- _To do_: Copy each line below in which the string "reflection" appears.

- _Data provided_:
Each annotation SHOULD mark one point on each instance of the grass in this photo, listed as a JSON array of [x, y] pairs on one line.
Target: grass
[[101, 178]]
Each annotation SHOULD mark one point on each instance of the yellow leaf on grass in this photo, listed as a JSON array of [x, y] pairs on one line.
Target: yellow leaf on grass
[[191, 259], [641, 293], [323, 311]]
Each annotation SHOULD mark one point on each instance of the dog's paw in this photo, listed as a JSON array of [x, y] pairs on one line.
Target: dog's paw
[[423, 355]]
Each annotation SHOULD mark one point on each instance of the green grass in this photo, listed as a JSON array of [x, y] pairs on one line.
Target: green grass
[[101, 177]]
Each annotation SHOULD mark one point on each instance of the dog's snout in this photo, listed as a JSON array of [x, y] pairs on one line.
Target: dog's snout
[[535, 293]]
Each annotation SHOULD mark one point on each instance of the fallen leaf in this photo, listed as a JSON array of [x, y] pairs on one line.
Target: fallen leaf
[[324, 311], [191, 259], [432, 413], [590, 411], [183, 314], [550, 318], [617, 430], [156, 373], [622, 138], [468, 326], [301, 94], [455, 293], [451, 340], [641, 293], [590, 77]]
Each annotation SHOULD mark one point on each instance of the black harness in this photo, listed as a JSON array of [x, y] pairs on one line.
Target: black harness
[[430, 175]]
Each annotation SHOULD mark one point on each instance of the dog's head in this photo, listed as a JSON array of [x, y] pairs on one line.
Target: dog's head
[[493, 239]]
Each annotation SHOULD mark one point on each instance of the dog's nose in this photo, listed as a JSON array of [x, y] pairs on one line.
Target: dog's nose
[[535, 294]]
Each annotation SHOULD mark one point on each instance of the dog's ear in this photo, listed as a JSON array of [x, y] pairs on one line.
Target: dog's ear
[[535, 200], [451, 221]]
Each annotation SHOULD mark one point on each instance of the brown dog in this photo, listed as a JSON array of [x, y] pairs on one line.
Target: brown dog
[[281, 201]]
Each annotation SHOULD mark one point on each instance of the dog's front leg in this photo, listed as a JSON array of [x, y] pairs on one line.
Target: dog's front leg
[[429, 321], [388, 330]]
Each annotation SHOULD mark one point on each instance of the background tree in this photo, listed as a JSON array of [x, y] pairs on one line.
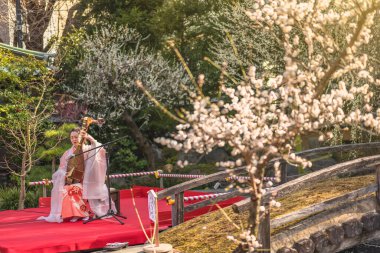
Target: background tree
[[259, 119], [26, 105], [112, 60]]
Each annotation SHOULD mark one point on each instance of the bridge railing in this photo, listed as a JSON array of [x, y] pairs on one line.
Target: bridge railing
[[283, 189]]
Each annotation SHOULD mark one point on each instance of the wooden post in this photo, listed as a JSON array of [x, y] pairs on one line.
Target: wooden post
[[264, 230], [161, 180], [284, 172], [378, 184], [44, 190], [178, 209]]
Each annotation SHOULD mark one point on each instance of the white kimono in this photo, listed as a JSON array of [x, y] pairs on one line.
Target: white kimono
[[94, 187]]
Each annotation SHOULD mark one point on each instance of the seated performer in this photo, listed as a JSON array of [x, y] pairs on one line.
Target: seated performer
[[67, 201]]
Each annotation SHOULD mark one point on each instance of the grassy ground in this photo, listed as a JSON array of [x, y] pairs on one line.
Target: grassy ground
[[207, 233]]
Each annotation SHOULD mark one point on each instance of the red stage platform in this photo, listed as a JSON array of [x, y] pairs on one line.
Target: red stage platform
[[21, 232]]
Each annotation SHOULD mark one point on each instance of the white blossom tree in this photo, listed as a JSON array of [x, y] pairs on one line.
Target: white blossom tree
[[259, 118]]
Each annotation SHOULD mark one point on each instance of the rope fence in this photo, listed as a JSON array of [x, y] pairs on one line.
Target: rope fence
[[158, 175]]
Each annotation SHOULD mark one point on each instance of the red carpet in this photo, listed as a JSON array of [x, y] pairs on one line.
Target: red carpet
[[20, 232]]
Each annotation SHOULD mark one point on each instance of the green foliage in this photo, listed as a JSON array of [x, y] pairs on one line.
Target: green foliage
[[38, 173], [57, 142], [124, 158], [9, 198]]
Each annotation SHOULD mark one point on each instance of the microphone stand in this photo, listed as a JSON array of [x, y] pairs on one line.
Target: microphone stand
[[110, 212]]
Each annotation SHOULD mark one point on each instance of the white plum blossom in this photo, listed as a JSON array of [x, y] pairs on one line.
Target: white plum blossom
[[259, 118]]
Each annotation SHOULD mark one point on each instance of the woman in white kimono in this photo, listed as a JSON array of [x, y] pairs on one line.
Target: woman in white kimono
[[67, 200]]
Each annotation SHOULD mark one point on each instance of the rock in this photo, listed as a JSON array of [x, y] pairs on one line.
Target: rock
[[321, 242], [371, 222], [352, 228], [304, 246], [335, 234]]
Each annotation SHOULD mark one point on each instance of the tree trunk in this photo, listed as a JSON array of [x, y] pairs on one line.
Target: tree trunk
[[21, 199], [142, 142]]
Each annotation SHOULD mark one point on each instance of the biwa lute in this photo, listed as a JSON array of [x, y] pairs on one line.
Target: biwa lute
[[76, 165]]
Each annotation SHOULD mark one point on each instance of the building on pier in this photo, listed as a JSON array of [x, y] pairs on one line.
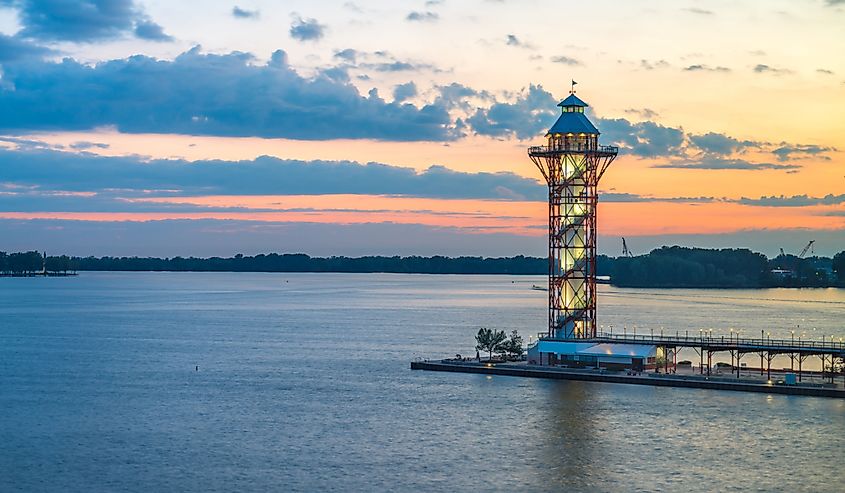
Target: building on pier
[[610, 356]]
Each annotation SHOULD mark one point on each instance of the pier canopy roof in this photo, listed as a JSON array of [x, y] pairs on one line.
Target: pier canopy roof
[[572, 119], [634, 350], [560, 347]]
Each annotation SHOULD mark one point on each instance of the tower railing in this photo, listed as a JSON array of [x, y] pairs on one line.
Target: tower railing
[[543, 150]]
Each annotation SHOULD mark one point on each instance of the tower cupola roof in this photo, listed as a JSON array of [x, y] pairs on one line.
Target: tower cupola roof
[[572, 119], [573, 100]]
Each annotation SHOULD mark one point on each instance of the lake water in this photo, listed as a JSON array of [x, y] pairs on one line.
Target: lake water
[[304, 385]]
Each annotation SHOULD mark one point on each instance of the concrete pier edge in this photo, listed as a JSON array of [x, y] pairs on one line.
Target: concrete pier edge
[[563, 374]]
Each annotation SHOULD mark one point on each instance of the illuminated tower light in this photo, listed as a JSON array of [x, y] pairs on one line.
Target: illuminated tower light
[[572, 163]]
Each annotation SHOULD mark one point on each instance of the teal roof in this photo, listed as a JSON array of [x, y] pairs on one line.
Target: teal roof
[[574, 122], [573, 100]]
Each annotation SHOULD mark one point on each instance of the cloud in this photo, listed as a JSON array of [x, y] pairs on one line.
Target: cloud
[[794, 201], [75, 172], [227, 237], [798, 151], [13, 48], [565, 60], [83, 20], [307, 29], [633, 197], [405, 91], [532, 112], [151, 31], [649, 65], [348, 55], [240, 13], [706, 68], [642, 113], [766, 69], [512, 40], [422, 17], [716, 143], [717, 163], [206, 94], [644, 139]]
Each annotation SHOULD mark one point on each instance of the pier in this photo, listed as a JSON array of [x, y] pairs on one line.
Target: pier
[[659, 380], [667, 375], [766, 348]]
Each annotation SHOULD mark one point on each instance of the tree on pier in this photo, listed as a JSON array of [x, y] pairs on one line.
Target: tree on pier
[[513, 346], [489, 340]]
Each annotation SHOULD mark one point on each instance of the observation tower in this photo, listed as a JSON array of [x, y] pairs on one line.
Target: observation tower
[[572, 163]]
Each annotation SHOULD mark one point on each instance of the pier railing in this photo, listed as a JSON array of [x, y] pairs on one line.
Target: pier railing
[[727, 343]]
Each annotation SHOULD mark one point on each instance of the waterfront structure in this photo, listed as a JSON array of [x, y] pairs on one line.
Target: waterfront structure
[[572, 163], [610, 356]]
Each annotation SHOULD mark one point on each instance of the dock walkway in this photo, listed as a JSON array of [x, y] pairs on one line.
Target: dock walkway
[[660, 380]]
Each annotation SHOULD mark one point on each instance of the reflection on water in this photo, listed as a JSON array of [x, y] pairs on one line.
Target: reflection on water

- _Reply to the task_:
Each annotation SHOULD mark one point on each instance of the reflection on water in this photo, listed as a JSON array of [x, y] pairs on one line.
Target: reflection on water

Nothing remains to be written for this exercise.